======== Task data ========
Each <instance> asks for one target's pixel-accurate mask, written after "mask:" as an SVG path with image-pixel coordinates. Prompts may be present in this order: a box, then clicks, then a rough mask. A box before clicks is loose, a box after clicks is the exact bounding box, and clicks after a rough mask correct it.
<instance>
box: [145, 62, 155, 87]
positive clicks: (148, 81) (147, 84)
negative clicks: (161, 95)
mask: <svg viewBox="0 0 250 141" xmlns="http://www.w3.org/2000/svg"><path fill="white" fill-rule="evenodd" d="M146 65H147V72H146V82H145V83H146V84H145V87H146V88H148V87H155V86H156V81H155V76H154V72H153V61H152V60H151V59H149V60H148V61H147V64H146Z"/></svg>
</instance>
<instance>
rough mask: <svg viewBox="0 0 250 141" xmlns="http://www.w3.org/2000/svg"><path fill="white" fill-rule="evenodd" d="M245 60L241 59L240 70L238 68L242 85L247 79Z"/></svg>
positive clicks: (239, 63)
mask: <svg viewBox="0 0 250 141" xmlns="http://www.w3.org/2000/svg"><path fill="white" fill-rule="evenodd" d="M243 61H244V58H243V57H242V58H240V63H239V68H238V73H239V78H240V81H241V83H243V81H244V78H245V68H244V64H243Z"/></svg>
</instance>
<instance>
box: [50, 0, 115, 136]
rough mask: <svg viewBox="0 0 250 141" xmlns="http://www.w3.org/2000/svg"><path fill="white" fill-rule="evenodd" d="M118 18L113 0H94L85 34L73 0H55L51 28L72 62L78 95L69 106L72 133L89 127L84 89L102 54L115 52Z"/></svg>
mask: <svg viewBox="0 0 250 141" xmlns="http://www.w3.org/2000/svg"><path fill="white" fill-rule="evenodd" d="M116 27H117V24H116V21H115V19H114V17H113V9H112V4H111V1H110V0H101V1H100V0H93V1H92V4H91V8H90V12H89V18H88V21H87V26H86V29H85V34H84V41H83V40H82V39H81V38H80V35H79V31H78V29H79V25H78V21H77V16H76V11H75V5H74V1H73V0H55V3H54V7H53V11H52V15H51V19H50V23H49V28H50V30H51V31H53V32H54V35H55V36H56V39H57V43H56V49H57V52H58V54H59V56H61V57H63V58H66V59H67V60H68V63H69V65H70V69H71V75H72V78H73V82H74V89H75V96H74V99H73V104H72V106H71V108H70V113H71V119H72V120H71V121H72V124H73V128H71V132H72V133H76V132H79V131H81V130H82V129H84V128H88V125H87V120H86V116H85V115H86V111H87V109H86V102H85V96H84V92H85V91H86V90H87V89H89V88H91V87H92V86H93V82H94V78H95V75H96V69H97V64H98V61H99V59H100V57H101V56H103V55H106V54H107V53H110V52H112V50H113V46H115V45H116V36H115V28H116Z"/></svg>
========
▶ [Task item]: Only the lines from the first line of the records through the line containing "60L241 59L240 70L238" should be repeated, exactly as they appear.

▶ [Solution for this task]:
Each <instance> asks for one target's pixel-accurate mask, written after "mask:" as an SVG path with image-pixel coordinates. Prompts may be present in this order: a box, then clicks, then a rough mask. A box before clicks is loose, a box after clicks is the exact bounding box, and clicks after a rough mask correct it.
<instance>
box: [145, 62, 155, 87]
positive clicks: (148, 81) (147, 84)
negative clicks: (161, 95)
mask: <svg viewBox="0 0 250 141" xmlns="http://www.w3.org/2000/svg"><path fill="white" fill-rule="evenodd" d="M146 65H147V72H146V82H145V83H146V84H145V87H146V88H148V87H155V86H156V81H155V76H154V72H153V61H152V60H151V59H149V60H148V61H147V64H146Z"/></svg>
</instance>
<instance>
rough mask: <svg viewBox="0 0 250 141" xmlns="http://www.w3.org/2000/svg"><path fill="white" fill-rule="evenodd" d="M245 60L241 59L240 70L238 68L242 85L247 79Z"/></svg>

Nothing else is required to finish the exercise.